■ **PROBLEM DESCRIPTION**
What is needed is an exact copy of the entries below, from the line that contains "Where can the crab leg" through the final line, both included, and nothing else.
--- BEGIN ---
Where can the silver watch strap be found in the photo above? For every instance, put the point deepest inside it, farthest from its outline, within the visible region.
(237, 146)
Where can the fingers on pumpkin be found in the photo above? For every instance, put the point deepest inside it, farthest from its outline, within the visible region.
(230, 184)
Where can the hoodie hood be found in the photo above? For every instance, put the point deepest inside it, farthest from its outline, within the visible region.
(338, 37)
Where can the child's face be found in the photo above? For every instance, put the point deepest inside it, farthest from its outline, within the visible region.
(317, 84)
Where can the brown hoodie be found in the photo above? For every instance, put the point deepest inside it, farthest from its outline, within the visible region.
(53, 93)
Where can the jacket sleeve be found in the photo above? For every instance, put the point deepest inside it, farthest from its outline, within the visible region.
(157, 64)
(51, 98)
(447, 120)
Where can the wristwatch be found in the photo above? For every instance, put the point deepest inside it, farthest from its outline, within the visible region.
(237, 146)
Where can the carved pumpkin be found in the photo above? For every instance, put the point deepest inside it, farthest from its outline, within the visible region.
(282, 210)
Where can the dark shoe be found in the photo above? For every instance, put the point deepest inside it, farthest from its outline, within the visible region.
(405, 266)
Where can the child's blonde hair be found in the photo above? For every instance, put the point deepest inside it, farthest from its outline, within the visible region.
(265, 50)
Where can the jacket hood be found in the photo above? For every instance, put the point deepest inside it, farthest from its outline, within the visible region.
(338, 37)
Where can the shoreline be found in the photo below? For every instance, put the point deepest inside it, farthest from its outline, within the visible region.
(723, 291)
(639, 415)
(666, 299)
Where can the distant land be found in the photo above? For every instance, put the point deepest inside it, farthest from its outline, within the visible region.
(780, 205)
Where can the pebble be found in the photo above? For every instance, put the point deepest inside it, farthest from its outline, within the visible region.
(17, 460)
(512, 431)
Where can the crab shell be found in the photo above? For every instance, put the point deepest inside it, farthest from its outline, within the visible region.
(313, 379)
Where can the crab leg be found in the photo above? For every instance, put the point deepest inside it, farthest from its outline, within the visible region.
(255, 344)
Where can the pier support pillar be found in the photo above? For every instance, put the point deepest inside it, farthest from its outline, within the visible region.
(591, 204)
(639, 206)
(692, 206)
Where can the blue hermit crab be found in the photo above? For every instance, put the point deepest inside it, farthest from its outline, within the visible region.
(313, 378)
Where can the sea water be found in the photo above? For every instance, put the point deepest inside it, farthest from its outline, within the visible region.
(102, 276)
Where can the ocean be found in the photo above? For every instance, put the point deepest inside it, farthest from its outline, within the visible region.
--- END ---
■ **CORRECT OUTPUT**
Where can the crab leg be found in the photo above? For every instance, put the point deepest inside it, farthest from its outline, within the visible region.
(255, 344)
Where can the pier support pillar be found in the photo above? For every instance, put the point deepest inside it, farthest from its outline, within the visible region.
(591, 204)
(639, 206)
(692, 206)
Where can the blue hermit crab be found in the photo above? For every instance, put the point deepest inside it, farthest from its outline, within the visible region.
(313, 378)
Where can the sea water be found in the photo above? For every instance, put the point deepest inside it, farthest from its outline, within the visible region.
(102, 276)
Where can the ocean be found in the photo above? For every instance, put the point deepest inside it, farthest from its outline, within the visible region.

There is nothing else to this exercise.